Saved entries
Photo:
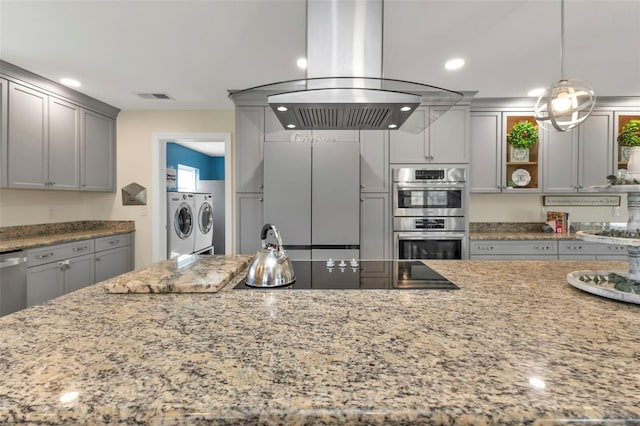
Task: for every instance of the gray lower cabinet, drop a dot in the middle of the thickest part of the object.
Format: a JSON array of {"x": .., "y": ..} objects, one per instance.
[
  {"x": 375, "y": 227},
  {"x": 51, "y": 280},
  {"x": 97, "y": 168},
  {"x": 4, "y": 117},
  {"x": 113, "y": 256},
  {"x": 249, "y": 217}
]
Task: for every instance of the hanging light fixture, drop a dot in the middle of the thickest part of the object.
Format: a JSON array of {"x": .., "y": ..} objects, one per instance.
[{"x": 567, "y": 103}]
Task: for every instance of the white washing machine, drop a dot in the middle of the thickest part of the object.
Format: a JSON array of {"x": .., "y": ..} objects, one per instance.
[
  {"x": 204, "y": 223},
  {"x": 180, "y": 223}
]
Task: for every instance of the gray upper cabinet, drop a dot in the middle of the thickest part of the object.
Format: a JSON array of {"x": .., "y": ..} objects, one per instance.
[
  {"x": 249, "y": 149},
  {"x": 4, "y": 116},
  {"x": 484, "y": 173},
  {"x": 374, "y": 161},
  {"x": 444, "y": 141},
  {"x": 64, "y": 144},
  {"x": 287, "y": 195},
  {"x": 580, "y": 158},
  {"x": 28, "y": 137},
  {"x": 97, "y": 171}
]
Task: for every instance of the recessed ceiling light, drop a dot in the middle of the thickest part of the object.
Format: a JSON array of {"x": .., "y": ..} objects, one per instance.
[
  {"x": 70, "y": 82},
  {"x": 536, "y": 92},
  {"x": 454, "y": 64}
]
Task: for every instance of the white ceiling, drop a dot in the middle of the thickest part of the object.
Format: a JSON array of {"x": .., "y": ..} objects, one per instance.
[{"x": 196, "y": 50}]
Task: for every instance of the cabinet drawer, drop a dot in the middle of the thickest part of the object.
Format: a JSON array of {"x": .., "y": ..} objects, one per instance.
[
  {"x": 590, "y": 248},
  {"x": 112, "y": 241},
  {"x": 499, "y": 247},
  {"x": 53, "y": 253}
]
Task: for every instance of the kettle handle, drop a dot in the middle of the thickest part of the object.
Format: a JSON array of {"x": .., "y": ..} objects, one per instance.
[{"x": 263, "y": 236}]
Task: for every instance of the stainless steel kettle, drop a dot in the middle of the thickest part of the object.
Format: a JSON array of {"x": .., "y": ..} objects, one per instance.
[{"x": 271, "y": 266}]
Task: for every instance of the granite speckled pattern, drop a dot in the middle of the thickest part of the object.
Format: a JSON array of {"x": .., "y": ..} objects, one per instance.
[
  {"x": 184, "y": 274},
  {"x": 471, "y": 356},
  {"x": 31, "y": 236}
]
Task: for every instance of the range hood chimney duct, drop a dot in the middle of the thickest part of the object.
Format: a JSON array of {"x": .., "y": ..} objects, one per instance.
[{"x": 345, "y": 88}]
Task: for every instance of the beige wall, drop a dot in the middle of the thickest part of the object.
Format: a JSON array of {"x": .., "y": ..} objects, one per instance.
[{"x": 134, "y": 135}]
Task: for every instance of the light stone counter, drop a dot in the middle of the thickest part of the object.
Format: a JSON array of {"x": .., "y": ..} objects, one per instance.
[{"x": 516, "y": 344}]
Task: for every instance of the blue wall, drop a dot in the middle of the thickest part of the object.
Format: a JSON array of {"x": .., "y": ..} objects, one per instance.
[{"x": 211, "y": 168}]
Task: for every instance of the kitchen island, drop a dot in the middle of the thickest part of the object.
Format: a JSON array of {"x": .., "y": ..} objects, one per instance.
[{"x": 516, "y": 344}]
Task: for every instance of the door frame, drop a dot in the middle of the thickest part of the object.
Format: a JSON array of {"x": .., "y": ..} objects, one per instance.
[{"x": 159, "y": 187}]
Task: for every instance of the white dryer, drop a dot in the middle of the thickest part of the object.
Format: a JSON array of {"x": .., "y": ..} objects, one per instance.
[
  {"x": 204, "y": 223},
  {"x": 180, "y": 224}
]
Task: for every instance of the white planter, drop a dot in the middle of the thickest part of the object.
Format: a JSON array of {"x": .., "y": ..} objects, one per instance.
[
  {"x": 518, "y": 155},
  {"x": 633, "y": 165}
]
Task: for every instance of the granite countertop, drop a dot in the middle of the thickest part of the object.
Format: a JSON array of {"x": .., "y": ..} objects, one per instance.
[
  {"x": 32, "y": 236},
  {"x": 516, "y": 344}
]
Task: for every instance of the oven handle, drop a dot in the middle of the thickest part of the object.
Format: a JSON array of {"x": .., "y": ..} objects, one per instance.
[
  {"x": 430, "y": 235},
  {"x": 432, "y": 185}
]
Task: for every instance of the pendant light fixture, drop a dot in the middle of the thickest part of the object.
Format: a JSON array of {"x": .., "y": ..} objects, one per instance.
[{"x": 567, "y": 103}]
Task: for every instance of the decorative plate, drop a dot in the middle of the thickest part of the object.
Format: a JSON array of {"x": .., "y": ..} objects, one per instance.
[{"x": 521, "y": 177}]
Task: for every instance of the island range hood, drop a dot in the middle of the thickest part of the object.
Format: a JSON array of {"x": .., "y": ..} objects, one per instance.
[{"x": 345, "y": 88}]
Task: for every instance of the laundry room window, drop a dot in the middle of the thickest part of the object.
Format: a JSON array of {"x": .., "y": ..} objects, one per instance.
[{"x": 187, "y": 178}]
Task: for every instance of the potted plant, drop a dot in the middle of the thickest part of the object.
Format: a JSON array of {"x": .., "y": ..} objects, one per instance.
[
  {"x": 629, "y": 139},
  {"x": 522, "y": 137}
]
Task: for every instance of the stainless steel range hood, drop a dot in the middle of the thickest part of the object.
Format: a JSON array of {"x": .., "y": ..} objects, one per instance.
[{"x": 345, "y": 88}]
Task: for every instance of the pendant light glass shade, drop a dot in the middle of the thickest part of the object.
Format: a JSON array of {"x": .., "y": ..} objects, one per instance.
[
  {"x": 567, "y": 103},
  {"x": 564, "y": 105}
]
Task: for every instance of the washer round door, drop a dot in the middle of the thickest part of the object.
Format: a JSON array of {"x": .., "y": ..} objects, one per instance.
[
  {"x": 183, "y": 221},
  {"x": 205, "y": 218}
]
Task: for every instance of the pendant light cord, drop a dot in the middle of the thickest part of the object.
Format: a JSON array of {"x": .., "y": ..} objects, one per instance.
[{"x": 561, "y": 39}]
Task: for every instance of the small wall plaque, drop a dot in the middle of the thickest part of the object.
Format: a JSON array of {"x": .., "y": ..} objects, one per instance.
[
  {"x": 582, "y": 200},
  {"x": 134, "y": 195}
]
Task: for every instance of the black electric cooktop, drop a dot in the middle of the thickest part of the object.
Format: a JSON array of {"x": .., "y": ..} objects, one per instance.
[{"x": 366, "y": 275}]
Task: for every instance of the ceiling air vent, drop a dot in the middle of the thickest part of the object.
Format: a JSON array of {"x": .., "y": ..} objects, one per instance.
[{"x": 154, "y": 96}]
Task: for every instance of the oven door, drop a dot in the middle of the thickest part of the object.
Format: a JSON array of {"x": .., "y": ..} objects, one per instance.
[
  {"x": 436, "y": 199},
  {"x": 430, "y": 245}
]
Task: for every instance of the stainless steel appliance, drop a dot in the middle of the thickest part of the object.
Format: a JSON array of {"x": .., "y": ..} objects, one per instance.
[
  {"x": 429, "y": 209},
  {"x": 364, "y": 275},
  {"x": 13, "y": 282}
]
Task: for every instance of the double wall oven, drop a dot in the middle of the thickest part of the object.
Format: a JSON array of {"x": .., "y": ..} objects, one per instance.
[{"x": 429, "y": 213}]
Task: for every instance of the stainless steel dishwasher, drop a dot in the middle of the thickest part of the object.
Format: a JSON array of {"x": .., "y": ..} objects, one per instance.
[{"x": 13, "y": 282}]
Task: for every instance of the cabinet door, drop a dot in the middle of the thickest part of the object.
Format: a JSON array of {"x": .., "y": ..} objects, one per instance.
[
  {"x": 64, "y": 144},
  {"x": 113, "y": 262},
  {"x": 374, "y": 227},
  {"x": 595, "y": 150},
  {"x": 287, "y": 195},
  {"x": 249, "y": 221},
  {"x": 44, "y": 282},
  {"x": 374, "y": 161},
  {"x": 249, "y": 142},
  {"x": 27, "y": 138},
  {"x": 335, "y": 206},
  {"x": 4, "y": 99},
  {"x": 484, "y": 175},
  {"x": 98, "y": 152},
  {"x": 408, "y": 147},
  {"x": 79, "y": 272},
  {"x": 449, "y": 136},
  {"x": 560, "y": 166}
]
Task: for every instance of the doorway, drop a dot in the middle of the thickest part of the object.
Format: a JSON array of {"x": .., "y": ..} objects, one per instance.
[{"x": 159, "y": 186}]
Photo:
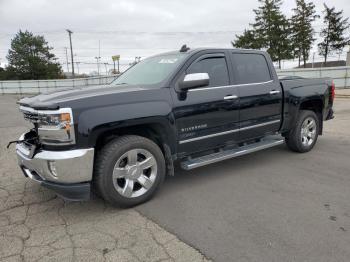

§ Exercise brief
Among the lines above, find those containing the word "gray" and copy each.

§ Answer to the exercise
Task: for every instance of the gray lower cabinet, drop a dot in the middle of the thickest part of the object.
Task: for every instance of the gray upper cabinet, drop a dot in the middle of the thickest part of the object.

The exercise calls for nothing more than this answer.